## GOAL
Locate the line that contains "Objective — a point for each instance of the eyeglasses". Print it and each following line through the end of the listing, verbatim, and nothing more.
---------- GIVEN RECORDS
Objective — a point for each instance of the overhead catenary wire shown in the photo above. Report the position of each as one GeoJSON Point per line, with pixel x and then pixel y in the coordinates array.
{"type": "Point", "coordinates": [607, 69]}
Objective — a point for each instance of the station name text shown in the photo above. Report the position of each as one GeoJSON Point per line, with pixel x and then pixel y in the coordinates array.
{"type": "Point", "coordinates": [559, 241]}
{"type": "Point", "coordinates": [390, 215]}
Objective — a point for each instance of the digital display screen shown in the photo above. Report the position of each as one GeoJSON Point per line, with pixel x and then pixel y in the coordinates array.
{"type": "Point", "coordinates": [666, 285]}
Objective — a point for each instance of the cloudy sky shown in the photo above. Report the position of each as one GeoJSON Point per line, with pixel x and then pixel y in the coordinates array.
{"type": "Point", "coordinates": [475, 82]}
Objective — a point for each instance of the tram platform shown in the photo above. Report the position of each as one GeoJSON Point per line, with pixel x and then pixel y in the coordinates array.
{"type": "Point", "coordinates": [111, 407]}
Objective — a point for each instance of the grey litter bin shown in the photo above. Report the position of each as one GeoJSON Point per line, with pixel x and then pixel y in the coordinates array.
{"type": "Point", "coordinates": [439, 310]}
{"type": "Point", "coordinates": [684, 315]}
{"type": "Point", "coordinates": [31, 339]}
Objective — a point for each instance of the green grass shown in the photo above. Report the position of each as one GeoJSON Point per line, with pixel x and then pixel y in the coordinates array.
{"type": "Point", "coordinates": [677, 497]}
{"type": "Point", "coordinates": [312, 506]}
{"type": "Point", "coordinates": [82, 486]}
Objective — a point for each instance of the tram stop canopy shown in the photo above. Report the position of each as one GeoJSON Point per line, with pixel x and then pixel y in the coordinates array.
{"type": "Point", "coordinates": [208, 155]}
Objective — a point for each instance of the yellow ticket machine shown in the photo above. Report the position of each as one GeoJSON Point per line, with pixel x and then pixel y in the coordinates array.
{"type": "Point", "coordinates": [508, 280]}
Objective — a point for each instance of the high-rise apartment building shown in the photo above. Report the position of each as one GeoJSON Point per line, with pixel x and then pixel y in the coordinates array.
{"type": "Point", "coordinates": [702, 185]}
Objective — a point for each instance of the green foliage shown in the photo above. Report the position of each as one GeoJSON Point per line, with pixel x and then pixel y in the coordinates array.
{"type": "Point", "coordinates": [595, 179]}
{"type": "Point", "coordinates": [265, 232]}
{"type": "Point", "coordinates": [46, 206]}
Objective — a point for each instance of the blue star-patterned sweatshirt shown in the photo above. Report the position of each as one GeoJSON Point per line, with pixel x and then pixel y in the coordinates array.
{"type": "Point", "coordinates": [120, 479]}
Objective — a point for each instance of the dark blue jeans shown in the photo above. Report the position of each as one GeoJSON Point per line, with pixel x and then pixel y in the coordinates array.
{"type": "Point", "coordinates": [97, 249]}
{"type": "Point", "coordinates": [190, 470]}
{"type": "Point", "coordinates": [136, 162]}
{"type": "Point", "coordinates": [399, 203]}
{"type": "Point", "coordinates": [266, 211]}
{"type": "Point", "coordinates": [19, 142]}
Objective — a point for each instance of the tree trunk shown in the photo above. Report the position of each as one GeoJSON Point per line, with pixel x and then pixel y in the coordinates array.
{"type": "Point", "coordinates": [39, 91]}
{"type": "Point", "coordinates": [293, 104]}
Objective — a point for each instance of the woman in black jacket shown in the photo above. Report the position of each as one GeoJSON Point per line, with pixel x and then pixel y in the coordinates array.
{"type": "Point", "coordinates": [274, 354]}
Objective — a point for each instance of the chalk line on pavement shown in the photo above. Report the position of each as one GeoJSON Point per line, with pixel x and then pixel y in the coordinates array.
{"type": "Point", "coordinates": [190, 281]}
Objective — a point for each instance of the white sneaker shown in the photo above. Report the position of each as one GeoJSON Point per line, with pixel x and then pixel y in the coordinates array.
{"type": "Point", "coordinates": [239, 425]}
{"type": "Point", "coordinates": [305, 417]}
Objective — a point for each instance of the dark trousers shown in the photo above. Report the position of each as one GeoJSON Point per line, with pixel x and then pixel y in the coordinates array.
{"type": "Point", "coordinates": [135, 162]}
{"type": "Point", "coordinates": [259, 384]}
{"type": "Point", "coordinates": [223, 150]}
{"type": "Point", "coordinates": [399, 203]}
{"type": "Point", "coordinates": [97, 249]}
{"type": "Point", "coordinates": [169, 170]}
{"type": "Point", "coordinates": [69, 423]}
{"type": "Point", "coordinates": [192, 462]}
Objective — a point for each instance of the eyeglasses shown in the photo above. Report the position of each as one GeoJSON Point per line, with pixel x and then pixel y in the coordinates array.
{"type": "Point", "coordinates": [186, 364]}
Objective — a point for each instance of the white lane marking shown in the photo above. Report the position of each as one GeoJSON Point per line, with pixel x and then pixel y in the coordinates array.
--------------------
## FINISHED TASK
Objective — a point for each instance of the eyeglasses shown in the photo above. Report the position of each as one GeoJSON Point per line, with pixel x and then pixel y in the coordinates array.
{"type": "Point", "coordinates": [186, 364]}
Objective — a point for each instance of the white lane marking shown in the photo above. Report the position of each as one GeoJSON Point per line, with pixel x and then pixel y in the coordinates array.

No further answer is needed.